[EXTRACTED INFORMATION start]
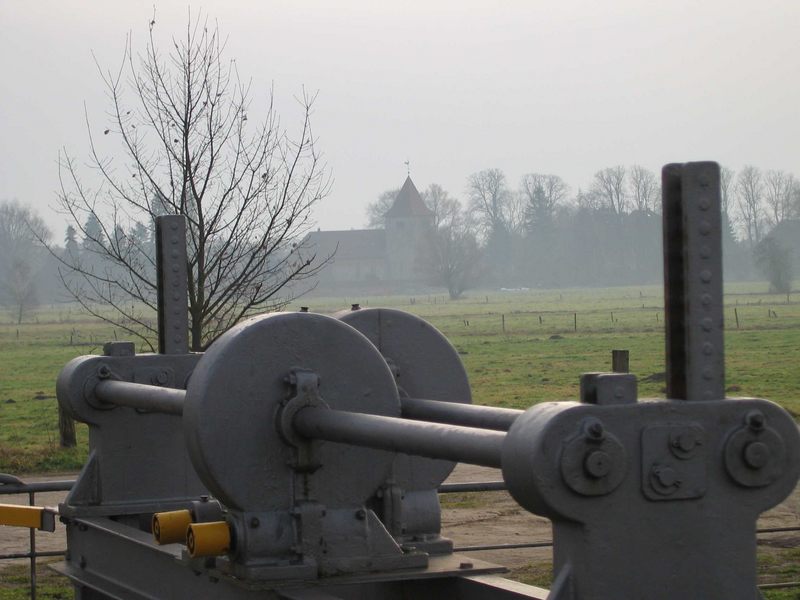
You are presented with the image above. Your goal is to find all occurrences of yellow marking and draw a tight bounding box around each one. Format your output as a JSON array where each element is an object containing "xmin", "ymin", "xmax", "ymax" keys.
[
  {"xmin": 0, "ymin": 504, "xmax": 44, "ymax": 529},
  {"xmin": 153, "ymin": 510, "xmax": 192, "ymax": 544}
]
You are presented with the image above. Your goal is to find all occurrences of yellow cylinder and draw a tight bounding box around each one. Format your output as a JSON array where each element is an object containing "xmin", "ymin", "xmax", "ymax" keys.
[
  {"xmin": 186, "ymin": 521, "xmax": 231, "ymax": 558},
  {"xmin": 153, "ymin": 510, "xmax": 192, "ymax": 544}
]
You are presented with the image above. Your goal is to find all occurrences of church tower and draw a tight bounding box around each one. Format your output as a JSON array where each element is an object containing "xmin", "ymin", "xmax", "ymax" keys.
[{"xmin": 385, "ymin": 176, "xmax": 433, "ymax": 282}]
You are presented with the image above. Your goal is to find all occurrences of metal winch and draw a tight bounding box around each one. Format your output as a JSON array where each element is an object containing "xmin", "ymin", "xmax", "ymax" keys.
[{"xmin": 7, "ymin": 163, "xmax": 800, "ymax": 600}]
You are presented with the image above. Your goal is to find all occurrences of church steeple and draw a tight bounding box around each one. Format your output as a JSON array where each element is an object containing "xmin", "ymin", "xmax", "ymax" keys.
[{"xmin": 386, "ymin": 176, "xmax": 433, "ymax": 219}]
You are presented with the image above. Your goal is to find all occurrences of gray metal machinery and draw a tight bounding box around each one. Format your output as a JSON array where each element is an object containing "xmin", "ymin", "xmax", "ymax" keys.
[{"xmin": 51, "ymin": 163, "xmax": 800, "ymax": 600}]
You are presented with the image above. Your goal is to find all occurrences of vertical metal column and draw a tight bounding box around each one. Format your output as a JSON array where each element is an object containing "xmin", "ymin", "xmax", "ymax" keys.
[
  {"xmin": 156, "ymin": 215, "xmax": 189, "ymax": 354},
  {"xmin": 661, "ymin": 162, "xmax": 725, "ymax": 400}
]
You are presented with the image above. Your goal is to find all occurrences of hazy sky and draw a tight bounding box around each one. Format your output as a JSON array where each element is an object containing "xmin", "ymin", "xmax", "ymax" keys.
[{"xmin": 0, "ymin": 0, "xmax": 800, "ymax": 239}]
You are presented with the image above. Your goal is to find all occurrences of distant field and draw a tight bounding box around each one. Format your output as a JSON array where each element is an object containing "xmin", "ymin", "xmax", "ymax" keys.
[{"xmin": 0, "ymin": 283, "xmax": 800, "ymax": 473}]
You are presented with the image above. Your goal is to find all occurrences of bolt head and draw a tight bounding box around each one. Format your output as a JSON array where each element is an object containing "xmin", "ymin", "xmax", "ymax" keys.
[
  {"xmin": 744, "ymin": 442, "xmax": 772, "ymax": 469},
  {"xmin": 747, "ymin": 410, "xmax": 764, "ymax": 431},
  {"xmin": 583, "ymin": 450, "xmax": 613, "ymax": 479},
  {"xmin": 586, "ymin": 421, "xmax": 606, "ymax": 441}
]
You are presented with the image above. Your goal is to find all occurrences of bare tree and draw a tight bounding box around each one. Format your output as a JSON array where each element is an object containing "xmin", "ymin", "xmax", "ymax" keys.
[
  {"xmin": 421, "ymin": 183, "xmax": 461, "ymax": 228},
  {"xmin": 736, "ymin": 166, "xmax": 764, "ymax": 249},
  {"xmin": 420, "ymin": 198, "xmax": 481, "ymax": 300},
  {"xmin": 467, "ymin": 169, "xmax": 512, "ymax": 237},
  {"xmin": 366, "ymin": 188, "xmax": 400, "ymax": 229},
  {"xmin": 0, "ymin": 201, "xmax": 50, "ymax": 323},
  {"xmin": 630, "ymin": 165, "xmax": 661, "ymax": 214},
  {"xmin": 592, "ymin": 165, "xmax": 628, "ymax": 215},
  {"xmin": 764, "ymin": 171, "xmax": 797, "ymax": 227},
  {"xmin": 719, "ymin": 167, "xmax": 736, "ymax": 219},
  {"xmin": 519, "ymin": 173, "xmax": 569, "ymax": 231},
  {"xmin": 54, "ymin": 19, "xmax": 329, "ymax": 350}
]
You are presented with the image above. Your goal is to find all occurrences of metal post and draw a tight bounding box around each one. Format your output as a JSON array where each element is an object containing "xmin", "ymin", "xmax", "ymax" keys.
[
  {"xmin": 611, "ymin": 350, "xmax": 630, "ymax": 373},
  {"xmin": 28, "ymin": 492, "xmax": 36, "ymax": 600},
  {"xmin": 661, "ymin": 162, "xmax": 725, "ymax": 400},
  {"xmin": 156, "ymin": 215, "xmax": 189, "ymax": 354}
]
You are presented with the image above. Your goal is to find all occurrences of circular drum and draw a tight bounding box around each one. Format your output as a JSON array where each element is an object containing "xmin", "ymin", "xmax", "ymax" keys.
[
  {"xmin": 335, "ymin": 308, "xmax": 472, "ymax": 491},
  {"xmin": 183, "ymin": 313, "xmax": 400, "ymax": 511}
]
[EXTRACTED INFORMATION end]
TASK OBJECTIVE - Identify and copy every line in the records above that contains the word "metal".

RESPONSE BELOW -
You are presented with the image above. Your goal is to find all occurrences of metal winch and draw a tight bounding box around each one. Format your output as a JSON array where each element is an object containing "xmin", "ymin", "xmax", "ymax" keys.
You are presented with the image above. Your goal is to find all occurrences of gray metal machinery and draw a tight bounding box around each one. Format your output as a JSON array where each element is an object containing "xmin", "ymin", "xmax", "ymax" keys.
You are presented with the image above. Your goal is to find all occurrences of vertical metal column and draw a tight bounding box around each one. Format your output as a JSON array where each element is an object containing "xmin", "ymin", "xmax", "ymax" keys.
You are presented with the image above. Your goal is to find all occurrences of metal post and draw a tight bounding box around each one. Format your output as a JSON array where each element is an object containing "xmin", "ymin", "xmax", "ymax" keys.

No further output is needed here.